Description of the task → Line by line, print the records exactly.
━━━
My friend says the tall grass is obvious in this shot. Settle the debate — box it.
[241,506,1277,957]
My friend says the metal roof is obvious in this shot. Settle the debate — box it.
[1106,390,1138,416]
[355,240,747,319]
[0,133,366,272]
━━━
Written answer →
My friend says the tall grass is obvious in this shot. Settle the debate — box it.
[241,506,1277,957]
My friend says the metal roof is obvious in this shot. Settle the debate — box it.
[1106,390,1138,416]
[355,240,747,319]
[0,133,366,272]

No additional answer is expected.